Directives.
a) In the article about the lawsuit against the county treasurer, rewrite the paragraph beginning "The ACLU asked the federal court" as a brief bulleted list that keeps its main facts.
b) Quote the entries below word for word, starting at the line containing "of the yellow" and continuing through the last line of the entries.

Given text.
* * *
Kurtenbach's organization filed a lawsuit against Cline in U.S. District Court in Topeka, and he personally served notice on the treasurer in her office in the Shawnee County Courthouse.

He paid little attention to the "In God We Trust" poster that hangs just inside the office's waiting area.

The ACLU asked the federal court to prohibit Cline, the county treasurer for the past 12 years, from hanging the posters in her offices, from making disparaging statements about the religious beliefs of one of the plaintiffs and from using county funds to promote her religious beliefs.

Despite the lawsuit, Cline said she has no intention of removing the poster and an identical one in her satellite office.

"I'm a law-abiding citizen," she said. "I'm pleased they asked for a jury trial. The polls are in my favor."

Cline will be represented at no charge by Joel L. Oster of Olathe, regional counsel for Liberty Counsel of Orlando, Fla. He described Liberty Counsel as a "religious liberties law firm."
* * *
Data extract.
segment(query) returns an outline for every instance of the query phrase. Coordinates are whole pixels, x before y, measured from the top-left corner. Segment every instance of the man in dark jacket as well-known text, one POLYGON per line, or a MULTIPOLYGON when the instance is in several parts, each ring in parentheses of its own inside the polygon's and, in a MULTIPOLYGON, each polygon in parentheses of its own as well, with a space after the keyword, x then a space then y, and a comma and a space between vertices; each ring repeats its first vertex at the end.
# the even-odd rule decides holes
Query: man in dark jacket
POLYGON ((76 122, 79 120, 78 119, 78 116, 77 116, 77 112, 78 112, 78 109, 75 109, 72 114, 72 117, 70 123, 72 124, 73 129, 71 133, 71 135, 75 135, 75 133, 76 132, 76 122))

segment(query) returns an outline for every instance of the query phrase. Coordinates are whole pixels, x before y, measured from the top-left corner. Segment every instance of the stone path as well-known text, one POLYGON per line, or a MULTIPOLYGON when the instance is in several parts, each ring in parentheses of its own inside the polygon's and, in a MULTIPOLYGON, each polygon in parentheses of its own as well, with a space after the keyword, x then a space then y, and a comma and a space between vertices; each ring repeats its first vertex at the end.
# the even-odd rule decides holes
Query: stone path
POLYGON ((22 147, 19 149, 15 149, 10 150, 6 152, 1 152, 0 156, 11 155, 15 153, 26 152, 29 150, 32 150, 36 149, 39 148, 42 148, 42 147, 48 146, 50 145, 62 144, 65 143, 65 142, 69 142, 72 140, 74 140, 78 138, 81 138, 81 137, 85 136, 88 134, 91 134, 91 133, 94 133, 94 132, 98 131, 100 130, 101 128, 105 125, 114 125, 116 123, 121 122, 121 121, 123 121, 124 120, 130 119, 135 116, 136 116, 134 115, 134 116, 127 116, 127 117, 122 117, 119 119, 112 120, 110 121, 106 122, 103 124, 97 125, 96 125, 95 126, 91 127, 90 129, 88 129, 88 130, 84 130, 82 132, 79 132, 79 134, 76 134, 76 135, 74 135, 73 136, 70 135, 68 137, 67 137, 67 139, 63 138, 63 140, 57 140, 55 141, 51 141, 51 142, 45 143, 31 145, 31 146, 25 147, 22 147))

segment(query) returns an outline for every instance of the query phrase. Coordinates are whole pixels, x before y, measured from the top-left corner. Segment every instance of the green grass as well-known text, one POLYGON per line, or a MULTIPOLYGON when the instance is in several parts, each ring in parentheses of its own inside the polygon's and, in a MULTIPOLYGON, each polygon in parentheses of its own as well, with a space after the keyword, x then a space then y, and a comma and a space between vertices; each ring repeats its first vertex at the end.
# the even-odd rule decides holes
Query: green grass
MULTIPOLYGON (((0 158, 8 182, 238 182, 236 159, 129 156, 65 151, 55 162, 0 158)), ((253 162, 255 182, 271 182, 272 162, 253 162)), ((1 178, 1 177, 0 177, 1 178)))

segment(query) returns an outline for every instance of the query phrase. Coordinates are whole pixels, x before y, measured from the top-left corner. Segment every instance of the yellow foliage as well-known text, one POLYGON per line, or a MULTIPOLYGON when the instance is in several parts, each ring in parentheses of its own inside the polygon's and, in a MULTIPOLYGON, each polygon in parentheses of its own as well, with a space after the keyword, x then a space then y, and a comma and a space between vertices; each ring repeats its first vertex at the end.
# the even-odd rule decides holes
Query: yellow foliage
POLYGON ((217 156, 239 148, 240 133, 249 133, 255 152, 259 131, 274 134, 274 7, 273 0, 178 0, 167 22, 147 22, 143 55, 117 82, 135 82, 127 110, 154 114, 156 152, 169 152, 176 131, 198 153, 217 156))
* * *
Answers for the exercise.
a)
The ACLU asked the federal court to bar Cline, county treasurer for the past 12 years, from:
- hanging the posters in her offices
- making disparaging statements about the religious beliefs of one of the plaintiffs
- using county funds to promote her religious beliefs

b)
segment(query) returns an outline for every instance of the query phrase. Coordinates are whole pixels, x before y, measured from the top-left corner. Segment every instance of the yellow foliage as well-known text, one POLYGON per line, or a MULTIPOLYGON when the instance is in several parts, each ring in parentheses of its own inside the polygon's and, in a MULTIPOLYGON, each polygon in parentheses of its own as well, with a space after the keyword, x then a space then y, and a comma and a space between vertices; each ring repeats its first vertex at the end.
# the even-odd rule decides holes
Query: yellow foliage
POLYGON ((217 156, 239 148, 240 133, 249 133, 255 152, 259 131, 274 134, 274 7, 273 0, 178 0, 167 22, 147 22, 143 55, 117 82, 135 82, 127 110, 154 114, 156 152, 169 152, 176 131, 198 153, 217 156))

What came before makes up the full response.